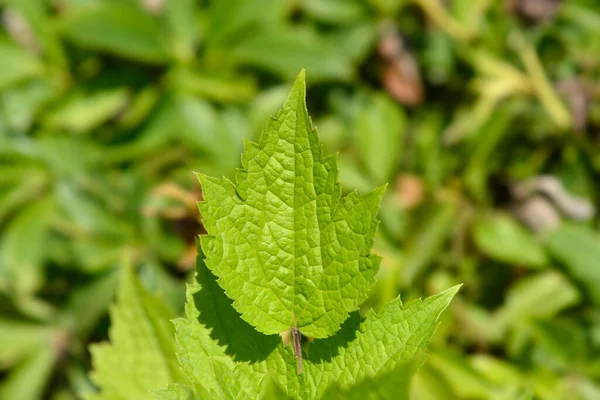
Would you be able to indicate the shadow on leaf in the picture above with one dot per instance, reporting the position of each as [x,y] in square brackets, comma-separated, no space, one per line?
[242,341]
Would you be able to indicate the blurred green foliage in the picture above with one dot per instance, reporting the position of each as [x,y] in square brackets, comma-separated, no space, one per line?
[484,116]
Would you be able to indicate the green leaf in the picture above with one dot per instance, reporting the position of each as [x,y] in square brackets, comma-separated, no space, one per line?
[22,248]
[17,65]
[83,112]
[141,355]
[388,385]
[537,297]
[228,358]
[120,29]
[19,383]
[502,238]
[284,51]
[288,249]
[578,248]
[380,125]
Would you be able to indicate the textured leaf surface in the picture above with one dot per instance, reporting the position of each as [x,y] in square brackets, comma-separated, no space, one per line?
[286,247]
[224,355]
[141,355]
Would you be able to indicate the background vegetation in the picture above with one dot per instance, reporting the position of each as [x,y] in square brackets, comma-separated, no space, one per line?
[483,115]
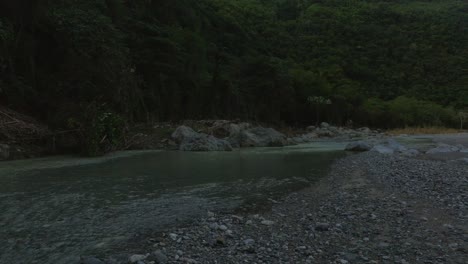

########

Problem details =>
Leave out the pictures; repeat the data exactly.

Exercise response =>
Would you be able to indicate the shadow on leaf in the picture above with one dot per instance, reporting the position of each as [x,y] in square brackets, comma-separated, no space, one per line?
[242,341]
Would you be able to indicate the blurred green foliage in the picture above with one dot per instance, reporting the position of each as [x,y] in square brackets, comma-separated, no space, one per line?
[484,116]
Would you be able to indicate the green leaf in the picture above with one dot per instance, reporting the position of each as [x,y] in square brackets, comma-separated, no space, one per line?
[22,248]
[17,65]
[83,112]
[141,355]
[388,385]
[537,297]
[228,358]
[120,29]
[19,383]
[502,238]
[284,51]
[288,249]
[578,248]
[380,125]
Would you be able to indicate the textured leaf surface in the picture above with one dot per instance, reporting the position of each as [x,y] in square brackets, comma-separated, no space, one per line?
[286,247]
[224,355]
[141,355]
Would you be able to indicate the background vegetation in the picture above with one dot per instance, reporting the position of each as [x,y] in square brackets, comma-separated, no space, one per line?
[483,115]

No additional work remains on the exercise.